■ The problem
How many lines in the records below contain the string "trunk", with case counting? Reply with the number alone.

■ Data for this task
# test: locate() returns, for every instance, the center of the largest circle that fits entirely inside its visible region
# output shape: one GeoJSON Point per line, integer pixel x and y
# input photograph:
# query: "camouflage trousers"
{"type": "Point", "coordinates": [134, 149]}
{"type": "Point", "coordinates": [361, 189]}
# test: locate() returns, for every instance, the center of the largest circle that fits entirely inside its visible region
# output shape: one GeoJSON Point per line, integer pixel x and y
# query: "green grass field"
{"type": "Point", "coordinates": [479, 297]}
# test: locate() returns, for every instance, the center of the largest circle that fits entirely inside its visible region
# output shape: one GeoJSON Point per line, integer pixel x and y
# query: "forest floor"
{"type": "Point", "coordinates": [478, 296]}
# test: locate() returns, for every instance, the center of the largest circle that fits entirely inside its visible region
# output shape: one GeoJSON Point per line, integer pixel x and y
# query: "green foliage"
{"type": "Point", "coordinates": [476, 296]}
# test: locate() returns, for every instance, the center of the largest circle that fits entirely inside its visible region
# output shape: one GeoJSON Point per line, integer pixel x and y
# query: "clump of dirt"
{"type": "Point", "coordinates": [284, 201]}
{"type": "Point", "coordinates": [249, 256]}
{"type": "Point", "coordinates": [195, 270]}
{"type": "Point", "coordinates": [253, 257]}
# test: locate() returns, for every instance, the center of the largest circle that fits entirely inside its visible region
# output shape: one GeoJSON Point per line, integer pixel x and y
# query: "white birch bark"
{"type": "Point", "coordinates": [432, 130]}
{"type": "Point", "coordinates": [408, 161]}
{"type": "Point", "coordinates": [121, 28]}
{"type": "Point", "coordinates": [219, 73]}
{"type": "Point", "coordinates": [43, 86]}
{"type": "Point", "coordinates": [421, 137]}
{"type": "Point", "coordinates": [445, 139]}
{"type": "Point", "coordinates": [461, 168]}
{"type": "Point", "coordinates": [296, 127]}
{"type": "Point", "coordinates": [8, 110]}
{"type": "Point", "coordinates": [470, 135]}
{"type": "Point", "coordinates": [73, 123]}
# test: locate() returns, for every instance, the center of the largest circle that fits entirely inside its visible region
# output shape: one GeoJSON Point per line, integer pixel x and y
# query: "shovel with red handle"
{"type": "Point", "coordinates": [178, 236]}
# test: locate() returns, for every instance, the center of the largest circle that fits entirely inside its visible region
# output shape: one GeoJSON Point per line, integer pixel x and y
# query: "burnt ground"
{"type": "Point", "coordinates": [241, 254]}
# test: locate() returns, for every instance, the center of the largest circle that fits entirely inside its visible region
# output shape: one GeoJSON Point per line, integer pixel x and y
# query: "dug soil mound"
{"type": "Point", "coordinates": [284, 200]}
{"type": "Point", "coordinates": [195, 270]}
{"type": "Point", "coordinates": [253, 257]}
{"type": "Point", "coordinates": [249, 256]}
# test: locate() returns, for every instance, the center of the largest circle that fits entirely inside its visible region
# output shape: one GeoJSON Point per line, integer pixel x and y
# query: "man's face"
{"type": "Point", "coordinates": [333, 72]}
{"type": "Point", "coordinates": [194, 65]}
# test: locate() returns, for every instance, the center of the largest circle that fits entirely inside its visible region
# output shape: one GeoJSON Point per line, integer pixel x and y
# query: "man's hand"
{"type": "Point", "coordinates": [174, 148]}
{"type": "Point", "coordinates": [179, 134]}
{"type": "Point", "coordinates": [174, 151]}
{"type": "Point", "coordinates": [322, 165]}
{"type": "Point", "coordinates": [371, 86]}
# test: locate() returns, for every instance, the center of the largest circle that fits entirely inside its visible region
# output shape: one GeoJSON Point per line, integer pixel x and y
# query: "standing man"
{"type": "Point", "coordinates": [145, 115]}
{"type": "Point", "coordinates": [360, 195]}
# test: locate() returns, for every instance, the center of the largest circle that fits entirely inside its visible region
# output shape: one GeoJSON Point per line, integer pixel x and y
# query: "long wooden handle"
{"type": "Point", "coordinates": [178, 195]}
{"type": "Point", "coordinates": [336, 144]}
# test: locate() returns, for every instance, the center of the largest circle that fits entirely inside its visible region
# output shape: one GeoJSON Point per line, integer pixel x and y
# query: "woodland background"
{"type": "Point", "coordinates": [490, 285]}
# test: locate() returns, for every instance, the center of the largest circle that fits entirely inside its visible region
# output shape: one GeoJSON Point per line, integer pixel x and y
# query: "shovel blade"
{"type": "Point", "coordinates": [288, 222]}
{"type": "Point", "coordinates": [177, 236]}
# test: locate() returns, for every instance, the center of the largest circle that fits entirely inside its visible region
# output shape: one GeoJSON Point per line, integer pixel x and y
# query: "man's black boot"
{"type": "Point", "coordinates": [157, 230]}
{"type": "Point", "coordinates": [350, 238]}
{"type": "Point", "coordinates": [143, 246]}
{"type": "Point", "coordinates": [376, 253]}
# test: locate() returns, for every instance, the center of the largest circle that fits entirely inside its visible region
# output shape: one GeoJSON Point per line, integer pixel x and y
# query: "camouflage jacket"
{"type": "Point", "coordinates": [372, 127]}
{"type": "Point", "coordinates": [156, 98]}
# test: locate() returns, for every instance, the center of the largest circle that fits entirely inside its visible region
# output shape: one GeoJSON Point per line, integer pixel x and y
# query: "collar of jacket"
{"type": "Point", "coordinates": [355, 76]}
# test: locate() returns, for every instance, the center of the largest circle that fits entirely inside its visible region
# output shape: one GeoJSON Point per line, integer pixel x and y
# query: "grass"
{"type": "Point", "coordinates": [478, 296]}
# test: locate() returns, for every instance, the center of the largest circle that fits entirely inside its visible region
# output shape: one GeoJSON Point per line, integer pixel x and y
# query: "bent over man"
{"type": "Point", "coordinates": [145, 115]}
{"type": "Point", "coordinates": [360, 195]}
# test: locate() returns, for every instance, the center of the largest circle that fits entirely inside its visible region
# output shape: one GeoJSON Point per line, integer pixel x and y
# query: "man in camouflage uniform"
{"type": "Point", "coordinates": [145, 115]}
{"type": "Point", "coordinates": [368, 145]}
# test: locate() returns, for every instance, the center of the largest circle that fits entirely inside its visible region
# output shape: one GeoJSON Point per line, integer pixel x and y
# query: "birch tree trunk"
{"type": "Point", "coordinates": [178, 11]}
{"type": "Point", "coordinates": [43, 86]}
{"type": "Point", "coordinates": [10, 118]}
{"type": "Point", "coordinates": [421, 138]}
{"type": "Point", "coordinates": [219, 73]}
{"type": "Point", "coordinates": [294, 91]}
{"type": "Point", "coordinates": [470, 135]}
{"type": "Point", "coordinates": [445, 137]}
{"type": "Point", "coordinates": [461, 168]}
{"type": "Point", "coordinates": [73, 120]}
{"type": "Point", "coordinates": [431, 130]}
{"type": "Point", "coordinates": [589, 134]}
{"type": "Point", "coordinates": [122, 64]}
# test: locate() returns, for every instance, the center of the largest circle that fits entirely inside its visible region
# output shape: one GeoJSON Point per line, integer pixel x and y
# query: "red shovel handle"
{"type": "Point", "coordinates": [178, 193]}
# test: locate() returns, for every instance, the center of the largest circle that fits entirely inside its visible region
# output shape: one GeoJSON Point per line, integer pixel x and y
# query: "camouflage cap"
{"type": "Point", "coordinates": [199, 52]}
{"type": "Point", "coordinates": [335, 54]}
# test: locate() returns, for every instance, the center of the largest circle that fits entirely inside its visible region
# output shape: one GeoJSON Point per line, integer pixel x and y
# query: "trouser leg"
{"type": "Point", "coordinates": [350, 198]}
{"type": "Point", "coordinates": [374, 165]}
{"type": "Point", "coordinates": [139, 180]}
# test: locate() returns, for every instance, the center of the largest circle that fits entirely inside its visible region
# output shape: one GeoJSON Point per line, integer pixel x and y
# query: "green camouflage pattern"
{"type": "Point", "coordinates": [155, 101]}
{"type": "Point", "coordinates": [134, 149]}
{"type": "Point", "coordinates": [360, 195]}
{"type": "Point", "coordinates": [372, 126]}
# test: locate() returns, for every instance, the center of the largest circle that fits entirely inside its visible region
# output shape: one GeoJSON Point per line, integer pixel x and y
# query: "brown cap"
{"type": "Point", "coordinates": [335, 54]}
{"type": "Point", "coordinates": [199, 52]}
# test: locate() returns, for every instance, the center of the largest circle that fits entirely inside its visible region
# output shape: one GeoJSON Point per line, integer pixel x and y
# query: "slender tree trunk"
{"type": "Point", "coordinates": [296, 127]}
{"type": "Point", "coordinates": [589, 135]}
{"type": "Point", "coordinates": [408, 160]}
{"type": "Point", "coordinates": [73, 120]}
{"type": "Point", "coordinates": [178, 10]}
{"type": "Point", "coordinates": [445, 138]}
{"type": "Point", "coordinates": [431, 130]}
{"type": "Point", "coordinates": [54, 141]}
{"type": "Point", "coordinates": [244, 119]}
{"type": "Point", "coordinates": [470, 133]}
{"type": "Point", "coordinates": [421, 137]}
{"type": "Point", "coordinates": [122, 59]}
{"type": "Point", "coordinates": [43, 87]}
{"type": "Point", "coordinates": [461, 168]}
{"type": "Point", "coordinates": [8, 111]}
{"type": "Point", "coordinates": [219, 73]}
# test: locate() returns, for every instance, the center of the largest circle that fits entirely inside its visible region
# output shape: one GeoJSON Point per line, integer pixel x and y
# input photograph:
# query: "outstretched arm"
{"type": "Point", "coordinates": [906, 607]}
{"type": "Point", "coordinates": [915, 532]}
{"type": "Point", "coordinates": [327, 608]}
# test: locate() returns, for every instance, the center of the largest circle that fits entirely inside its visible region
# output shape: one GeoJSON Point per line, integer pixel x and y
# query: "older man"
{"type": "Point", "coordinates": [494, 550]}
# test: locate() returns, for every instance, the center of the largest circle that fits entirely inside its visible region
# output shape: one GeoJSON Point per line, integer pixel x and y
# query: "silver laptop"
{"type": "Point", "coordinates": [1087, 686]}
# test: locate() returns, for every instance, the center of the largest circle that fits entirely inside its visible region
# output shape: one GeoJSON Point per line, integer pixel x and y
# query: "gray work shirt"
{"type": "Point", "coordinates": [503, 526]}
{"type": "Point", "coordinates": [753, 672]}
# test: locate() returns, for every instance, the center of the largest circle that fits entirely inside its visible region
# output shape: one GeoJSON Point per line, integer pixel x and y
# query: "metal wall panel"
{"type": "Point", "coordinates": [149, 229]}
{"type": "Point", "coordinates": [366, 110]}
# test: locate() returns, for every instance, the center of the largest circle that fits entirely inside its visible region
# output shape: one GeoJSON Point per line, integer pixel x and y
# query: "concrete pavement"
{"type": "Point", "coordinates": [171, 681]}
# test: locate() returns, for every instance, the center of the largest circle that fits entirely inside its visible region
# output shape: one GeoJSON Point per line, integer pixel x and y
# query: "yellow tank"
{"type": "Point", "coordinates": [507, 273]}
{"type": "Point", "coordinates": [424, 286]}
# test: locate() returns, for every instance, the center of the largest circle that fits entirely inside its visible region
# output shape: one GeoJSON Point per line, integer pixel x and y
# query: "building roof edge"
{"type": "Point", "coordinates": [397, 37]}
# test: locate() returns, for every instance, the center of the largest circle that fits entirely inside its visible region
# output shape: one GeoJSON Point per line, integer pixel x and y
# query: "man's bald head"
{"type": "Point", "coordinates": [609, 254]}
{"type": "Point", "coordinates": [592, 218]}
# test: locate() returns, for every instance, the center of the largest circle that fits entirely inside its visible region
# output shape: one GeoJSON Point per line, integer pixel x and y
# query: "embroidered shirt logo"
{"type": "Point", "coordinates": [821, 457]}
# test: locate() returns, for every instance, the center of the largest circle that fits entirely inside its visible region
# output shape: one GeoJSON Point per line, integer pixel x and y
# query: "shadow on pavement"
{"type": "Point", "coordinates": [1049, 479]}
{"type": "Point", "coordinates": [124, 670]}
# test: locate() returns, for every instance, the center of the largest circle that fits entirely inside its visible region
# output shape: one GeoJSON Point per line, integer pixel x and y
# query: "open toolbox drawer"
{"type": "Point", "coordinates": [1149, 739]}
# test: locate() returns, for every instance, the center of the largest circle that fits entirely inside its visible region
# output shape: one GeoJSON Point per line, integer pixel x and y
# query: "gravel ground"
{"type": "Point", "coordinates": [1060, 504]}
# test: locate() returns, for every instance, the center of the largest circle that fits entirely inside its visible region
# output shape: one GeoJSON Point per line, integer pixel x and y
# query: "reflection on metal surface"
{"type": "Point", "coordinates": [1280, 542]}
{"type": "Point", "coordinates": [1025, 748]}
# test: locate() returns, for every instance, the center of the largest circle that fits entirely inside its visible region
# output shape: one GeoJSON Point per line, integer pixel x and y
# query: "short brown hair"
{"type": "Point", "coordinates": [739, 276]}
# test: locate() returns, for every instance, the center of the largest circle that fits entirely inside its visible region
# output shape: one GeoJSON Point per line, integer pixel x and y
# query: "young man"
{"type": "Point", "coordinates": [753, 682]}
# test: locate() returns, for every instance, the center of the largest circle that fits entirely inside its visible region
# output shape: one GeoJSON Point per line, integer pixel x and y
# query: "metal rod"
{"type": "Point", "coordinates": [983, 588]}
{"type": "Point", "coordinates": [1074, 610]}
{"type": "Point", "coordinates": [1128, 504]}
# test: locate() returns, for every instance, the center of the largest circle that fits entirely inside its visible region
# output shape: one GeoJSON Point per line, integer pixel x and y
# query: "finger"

■ Output for this exercise
2